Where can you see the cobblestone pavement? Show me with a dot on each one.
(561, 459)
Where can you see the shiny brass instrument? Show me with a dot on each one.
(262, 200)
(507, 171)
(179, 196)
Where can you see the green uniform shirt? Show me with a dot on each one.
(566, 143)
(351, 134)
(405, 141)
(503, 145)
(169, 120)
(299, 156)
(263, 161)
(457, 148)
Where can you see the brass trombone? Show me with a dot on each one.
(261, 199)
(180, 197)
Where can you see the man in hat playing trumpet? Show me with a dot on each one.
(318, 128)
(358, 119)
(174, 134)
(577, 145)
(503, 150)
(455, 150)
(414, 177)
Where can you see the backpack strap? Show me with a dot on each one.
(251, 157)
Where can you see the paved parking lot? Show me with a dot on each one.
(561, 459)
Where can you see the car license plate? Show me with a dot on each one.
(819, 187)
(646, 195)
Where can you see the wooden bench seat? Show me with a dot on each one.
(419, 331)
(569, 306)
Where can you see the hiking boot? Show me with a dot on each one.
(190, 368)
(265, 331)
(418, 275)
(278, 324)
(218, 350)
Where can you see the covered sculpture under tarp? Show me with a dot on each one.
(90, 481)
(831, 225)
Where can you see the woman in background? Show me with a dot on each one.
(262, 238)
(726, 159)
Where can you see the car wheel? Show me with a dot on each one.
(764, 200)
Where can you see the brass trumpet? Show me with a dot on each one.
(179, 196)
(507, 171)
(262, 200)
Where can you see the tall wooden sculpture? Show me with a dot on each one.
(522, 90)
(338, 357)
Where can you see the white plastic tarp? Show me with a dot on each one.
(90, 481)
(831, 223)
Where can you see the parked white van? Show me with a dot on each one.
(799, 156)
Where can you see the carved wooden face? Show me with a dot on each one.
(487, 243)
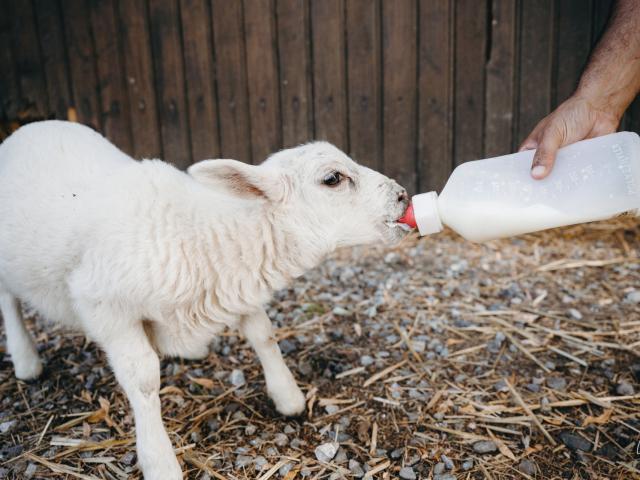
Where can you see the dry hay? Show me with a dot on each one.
(411, 357)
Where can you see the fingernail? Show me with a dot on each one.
(538, 171)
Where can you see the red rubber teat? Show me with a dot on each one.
(408, 218)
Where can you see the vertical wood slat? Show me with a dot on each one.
(399, 58)
(200, 79)
(9, 92)
(33, 101)
(572, 45)
(536, 63)
(294, 66)
(500, 77)
(435, 86)
(471, 38)
(235, 128)
(262, 78)
(329, 83)
(82, 67)
(111, 82)
(54, 57)
(166, 46)
(138, 68)
(364, 81)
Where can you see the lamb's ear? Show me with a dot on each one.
(248, 181)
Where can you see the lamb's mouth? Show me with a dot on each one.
(401, 226)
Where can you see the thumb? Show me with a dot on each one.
(545, 155)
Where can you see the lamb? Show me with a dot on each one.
(151, 261)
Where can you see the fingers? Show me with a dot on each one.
(545, 155)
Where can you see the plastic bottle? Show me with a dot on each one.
(493, 198)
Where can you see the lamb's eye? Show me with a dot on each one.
(332, 179)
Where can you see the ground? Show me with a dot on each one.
(437, 358)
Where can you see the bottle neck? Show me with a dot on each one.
(425, 209)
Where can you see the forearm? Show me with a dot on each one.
(612, 77)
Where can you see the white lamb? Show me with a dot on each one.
(148, 260)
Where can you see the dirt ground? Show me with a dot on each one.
(434, 359)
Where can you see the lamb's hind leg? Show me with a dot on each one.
(281, 385)
(24, 355)
(137, 369)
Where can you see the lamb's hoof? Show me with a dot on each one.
(289, 403)
(28, 369)
(164, 468)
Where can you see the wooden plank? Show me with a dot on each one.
(364, 76)
(601, 14)
(500, 80)
(82, 67)
(399, 53)
(294, 64)
(54, 57)
(470, 51)
(572, 45)
(235, 129)
(33, 102)
(536, 63)
(329, 82)
(112, 89)
(136, 43)
(435, 85)
(262, 77)
(200, 78)
(9, 92)
(169, 74)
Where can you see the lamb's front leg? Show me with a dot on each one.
(281, 385)
(137, 369)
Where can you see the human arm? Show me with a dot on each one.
(608, 85)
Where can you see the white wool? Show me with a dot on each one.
(146, 259)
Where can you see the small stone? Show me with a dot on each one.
(407, 473)
(341, 457)
(260, 462)
(236, 378)
(6, 427)
(30, 471)
(447, 462)
(397, 453)
(557, 383)
(575, 314)
(341, 312)
(356, 468)
(624, 388)
(286, 468)
(527, 467)
(484, 446)
(366, 360)
(280, 439)
(331, 409)
(326, 451)
(243, 461)
(575, 442)
(632, 297)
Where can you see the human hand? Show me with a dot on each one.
(576, 119)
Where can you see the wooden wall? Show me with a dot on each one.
(410, 87)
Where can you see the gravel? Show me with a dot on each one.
(484, 446)
(326, 451)
(407, 473)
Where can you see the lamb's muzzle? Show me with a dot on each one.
(145, 258)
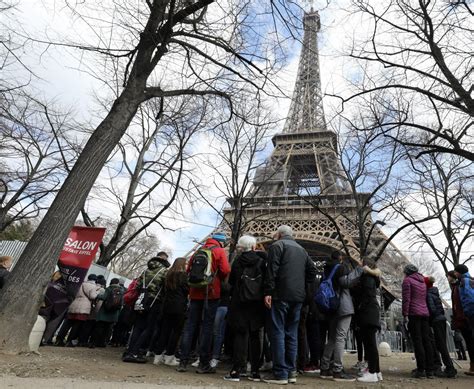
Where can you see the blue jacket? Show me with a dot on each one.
(466, 293)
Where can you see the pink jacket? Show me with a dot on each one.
(414, 296)
(87, 293)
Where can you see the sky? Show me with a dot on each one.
(61, 75)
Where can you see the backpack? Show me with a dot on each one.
(113, 302)
(200, 271)
(144, 301)
(132, 293)
(466, 293)
(251, 283)
(326, 297)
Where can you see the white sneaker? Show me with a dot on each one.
(159, 359)
(368, 377)
(170, 360)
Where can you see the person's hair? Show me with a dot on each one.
(246, 243)
(370, 263)
(5, 259)
(451, 274)
(172, 277)
(285, 230)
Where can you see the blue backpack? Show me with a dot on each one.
(466, 293)
(326, 297)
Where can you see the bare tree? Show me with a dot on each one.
(417, 62)
(214, 48)
(33, 145)
(153, 160)
(441, 187)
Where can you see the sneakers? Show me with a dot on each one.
(205, 369)
(170, 360)
(418, 374)
(311, 369)
(255, 376)
(368, 377)
(133, 358)
(182, 367)
(233, 376)
(275, 380)
(159, 359)
(267, 366)
(326, 374)
(292, 377)
(341, 376)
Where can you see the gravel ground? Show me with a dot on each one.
(102, 368)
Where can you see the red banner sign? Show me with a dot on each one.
(78, 253)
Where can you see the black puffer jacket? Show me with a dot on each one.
(249, 314)
(289, 269)
(435, 306)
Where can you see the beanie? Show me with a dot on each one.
(410, 269)
(463, 269)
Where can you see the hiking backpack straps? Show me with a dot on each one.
(326, 297)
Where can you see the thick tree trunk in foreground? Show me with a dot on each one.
(18, 306)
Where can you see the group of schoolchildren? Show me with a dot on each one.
(271, 309)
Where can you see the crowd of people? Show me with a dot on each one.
(270, 310)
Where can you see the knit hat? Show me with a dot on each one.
(219, 236)
(462, 269)
(410, 269)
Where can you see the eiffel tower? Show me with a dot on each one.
(304, 169)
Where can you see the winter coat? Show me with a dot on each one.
(289, 269)
(367, 308)
(153, 280)
(249, 314)
(3, 276)
(176, 300)
(459, 319)
(87, 293)
(414, 296)
(343, 280)
(466, 284)
(435, 306)
(220, 267)
(103, 314)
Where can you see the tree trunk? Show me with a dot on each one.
(23, 294)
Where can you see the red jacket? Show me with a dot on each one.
(220, 266)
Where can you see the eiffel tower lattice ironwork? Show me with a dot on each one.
(304, 169)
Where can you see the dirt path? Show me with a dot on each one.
(102, 368)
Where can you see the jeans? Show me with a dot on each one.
(198, 311)
(439, 330)
(284, 337)
(420, 335)
(143, 329)
(219, 331)
(369, 341)
(337, 335)
(171, 326)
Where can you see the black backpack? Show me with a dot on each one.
(114, 299)
(251, 283)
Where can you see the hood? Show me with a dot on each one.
(249, 258)
(417, 277)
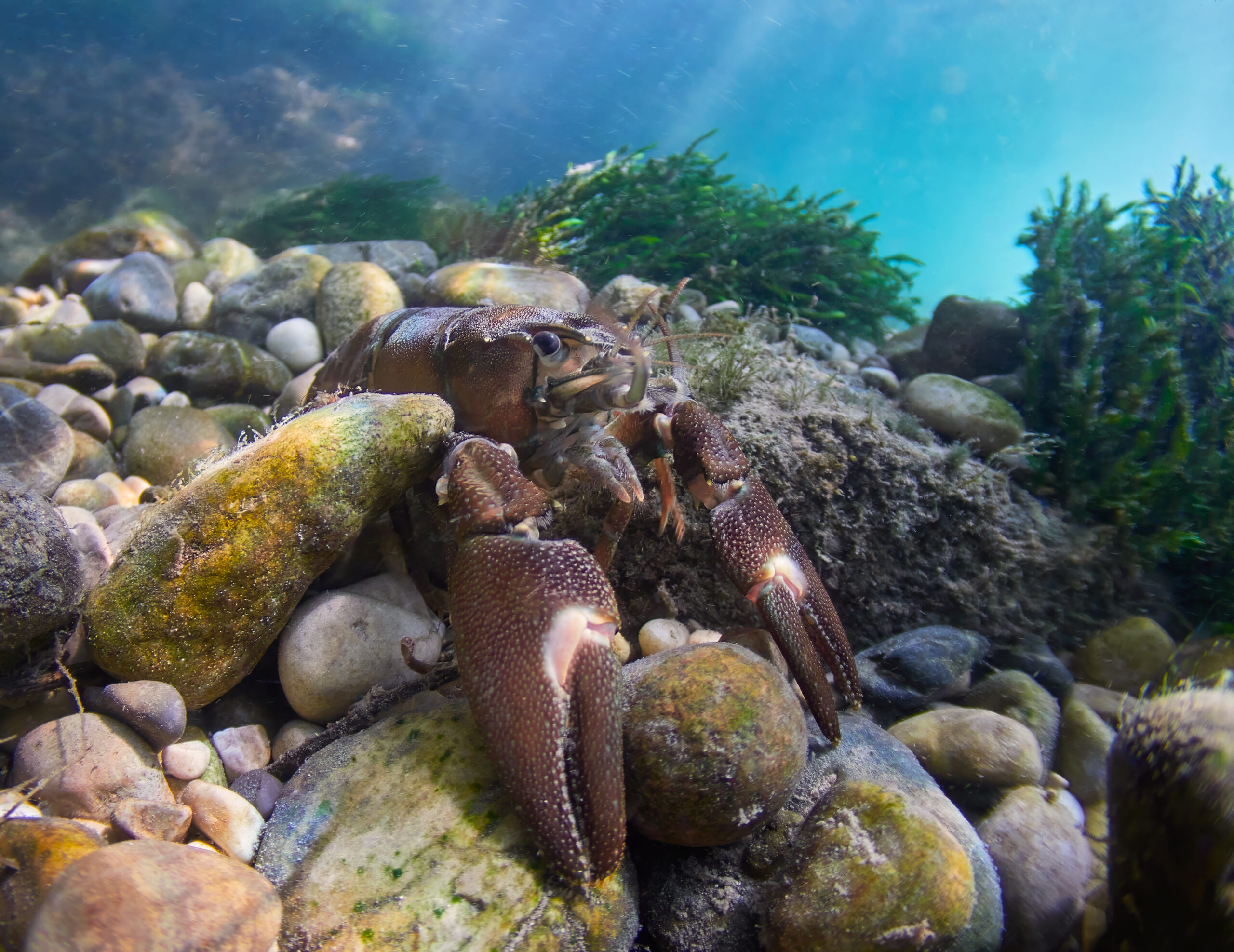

........

Update all the entries above by replacing "with a dot on each one" with "by placing a point on each one" wherever it appears, changing nothing else, and leave the pictures out of your answer.

Where can you see the cobblestone pavement? Show me by placing a point on each one.
(561, 459)
Where can you see the shiny brass instrument? Show me by placing a point on each one.
(262, 200)
(507, 171)
(179, 196)
Where can you see the green uniform shirt? Show me by placing a point on each one.
(566, 143)
(351, 134)
(405, 141)
(503, 145)
(169, 120)
(299, 156)
(263, 161)
(457, 148)
Where can you see the brass trombone? Show me by placing a point on each one.
(261, 199)
(180, 197)
Where can you see the man in hat playing trumpet? Show me by placing a point on each one.
(318, 128)
(358, 119)
(174, 134)
(577, 145)
(503, 150)
(455, 150)
(414, 177)
Where can you see the backpack strap? Show me by placing a point on each one.
(251, 157)
Where can you see the paved parking lot? Show me by placing a point on each one.
(561, 459)
Where can you see the car license plate? Show me by placing a point on each one.
(819, 187)
(646, 195)
Where can you see the wooden bench seat? Show me by placing a point on each one.
(419, 331)
(569, 306)
Where can you see the hiking boot? Show me by placing a point on each one.
(190, 368)
(265, 331)
(418, 275)
(278, 324)
(218, 350)
Where can you see the covered sculpture under tarp? Show me by placing a point on each one.
(90, 481)
(831, 225)
Where can you see the woman in background? Show me by placing a point on each one.
(262, 238)
(726, 159)
Where can you see the car wheel? Show me by placing a point on each one.
(764, 200)
Where can you see the brass trumpet? Show me by placing a point on each one.
(179, 196)
(507, 171)
(262, 200)
Where can you see the tall wooden sculpture? Show me by placing a point on each one.
(522, 90)
(338, 357)
Where can you see the white plastic tarp? Show me by placing a point on each one.
(90, 481)
(831, 223)
Where can you see the parked white van? Show me by placing a point on each one.
(799, 156)
Where can you see the carved wooden face? Show me by placing a point on each one.
(487, 243)
Where can you see the dry hay? Show me by placing a point on each one.
(411, 357)
Where can you see the fingernail? Show me by placing a point on each one.
(538, 171)
Where can you see the red rubber teat? Show me by placing a point on each one.
(408, 218)
Where can you see the vertical wood slat? Show me by placing a point on each one.
(399, 58)
(200, 79)
(9, 92)
(33, 101)
(572, 45)
(536, 63)
(294, 66)
(500, 77)
(435, 86)
(471, 38)
(235, 128)
(262, 78)
(329, 83)
(82, 67)
(111, 82)
(54, 57)
(166, 46)
(138, 68)
(364, 81)
Where can you see the lamb's ear? Show me by placing a point on each one.
(248, 181)
Where can you see the lamb's mouth? Show me by placing a point on each one.
(401, 226)
Where can you see the thumb? Show me by placing a point on each one.
(545, 155)
Where can you see the lamb? Show me by placing a point on each one.
(151, 261)
Where can you see the fingers? Show me by placing a point on each one.
(545, 155)
Where can you see the plastic bottle? Show me by placing a point on each one.
(493, 198)
Where can you see the lamb's eye? Show me by placing a point on each one.
(332, 179)
Where can you see the ground? Show me by placing a point on each one.
(437, 358)
Where can you see the bottle neck? Show me by placing a point on each one.
(425, 209)
Where can you see the forearm? Show me by placing a point on each one.
(612, 77)
Where can you see the white lamb? Show me by placing a point on each one.
(148, 260)
Where can you see the dirt ground? Show me by placing a point on each one.
(434, 359)
Where can you see the lamb's hind leg? Show me by placing a point on each one.
(281, 385)
(24, 355)
(137, 369)
Where can you see the lamb's hoof? Show me by placing a point on each one.
(289, 403)
(28, 369)
(164, 468)
Where can you see the wooden plank? Show me by placing a point on each one.
(364, 76)
(601, 14)
(500, 80)
(82, 67)
(399, 53)
(294, 64)
(54, 57)
(470, 51)
(572, 45)
(235, 129)
(33, 102)
(536, 63)
(329, 82)
(112, 89)
(136, 43)
(435, 85)
(262, 77)
(200, 78)
(9, 92)
(169, 74)
Where can you see the lamb's front leg? Show me by placing a point on each one.
(281, 385)
(137, 369)
Where can you see the human arm? Show me by placing a point on each one.
(608, 85)
Where can you see the white wool? Show me by placing a point on each one.
(146, 259)
Where can you see the small stone? Show me by placing a point on each one.
(407, 473)
(341, 457)
(260, 462)
(236, 378)
(6, 427)
(30, 471)
(447, 462)
(397, 453)
(557, 383)
(575, 314)
(341, 312)
(356, 468)
(624, 388)
(286, 468)
(527, 467)
(484, 446)
(366, 360)
(280, 439)
(331, 409)
(326, 451)
(243, 461)
(575, 442)
(632, 297)
Where can you see the human hand? Show me by placing a point on each one.
(576, 119)
Where can you see the wooden wall? Show me by placing a point on each one.
(410, 87)
Where can you see the gravel? Show me by placing a point on each one.
(484, 446)
(326, 451)
(407, 473)
Where can you see the lamb's muzzle? Show me by placing a point on each one.
(145, 258)
Where can you see the blue jacket? Show me by placing a point on each one.
(466, 293)
Where can you see the pink jacket? Show me by placing a point on each one.
(414, 296)
(87, 293)
Where can you see the sky? Show me by placing a point on each one.
(61, 75)
Where can you see the backpack? Show me by placing a point on each one.
(113, 302)
(200, 271)
(144, 301)
(132, 293)
(466, 293)
(251, 283)
(326, 297)
Where can you see the white sneaker? Show me by placing a point on each one.
(159, 359)
(368, 377)
(170, 360)
Where can you see the person's hair? Show me by placing a point on each one.
(246, 243)
(370, 263)
(5, 259)
(451, 274)
(172, 277)
(285, 230)
Where can you see the blue backpack? Show me by placing a point on each one.
(466, 293)
(326, 297)
Where can you see the bare tree? Show me by placing a point on each one.
(417, 62)
(214, 48)
(33, 145)
(153, 160)
(441, 187)
Where can you see the sneakers? Show me by placing a point on each one.
(205, 369)
(170, 360)
(418, 374)
(311, 369)
(255, 376)
(368, 377)
(133, 358)
(182, 367)
(233, 376)
(275, 380)
(159, 359)
(267, 366)
(326, 374)
(292, 377)
(341, 376)
Where can you see the gravel ground? Show me by placing a point on each one.
(102, 368)
Where can you see the red banner sign? Show me by placing a point on each one.
(78, 253)
Where can you see the black puffer jacket? Show me by placing a point on each one.
(249, 314)
(289, 269)
(435, 306)
Where can you see the beanie? Show me by placing a point on each one.
(410, 269)
(463, 269)
Where can you see the hiking backpack straps? Show me by placing a point on each one.
(326, 297)
Where can you see the thick tree trunk in foreground? Show me by placing a point on each one.
(18, 306)
Where can you see the group of schoolchildren? Show me by placing a point on each one.
(271, 309)
Where can you see the crowd of people? Show me by placing a point on each one.
(270, 310)
Where can you see the knit hat? Show me by placing a point on each one.
(219, 236)
(462, 269)
(410, 269)
Where can you see the eiffel tower? Show me by placing a point on each one.
(304, 169)
Where can you see the winter coat? Show me by placing a point on each one.
(289, 269)
(367, 308)
(153, 280)
(249, 314)
(3, 276)
(176, 300)
(459, 319)
(87, 293)
(414, 296)
(343, 280)
(466, 284)
(435, 306)
(220, 267)
(103, 314)
Where can you see the tree trunk? Show me by placing a point on each one.
(23, 294)
Where can you see the red jacket? Show me by placing a point on each one.
(220, 266)
Where can you see the eiffel tower lattice ironwork? Show me by placing a point on each one.
(304, 169)
Where can you see the dirt path? Show me by placing a point on each one.
(102, 368)
Where can you see the jeans? Show me by placing a point on each one.
(198, 311)
(439, 330)
(284, 337)
(420, 335)
(143, 329)
(219, 331)
(369, 341)
(337, 335)
(171, 326)
Where can you see the black backpack? Show me by placing a point on each one.
(114, 299)
(251, 283)
Where can you see the hood? Show me by placing a point on each one.
(249, 258)
(417, 277)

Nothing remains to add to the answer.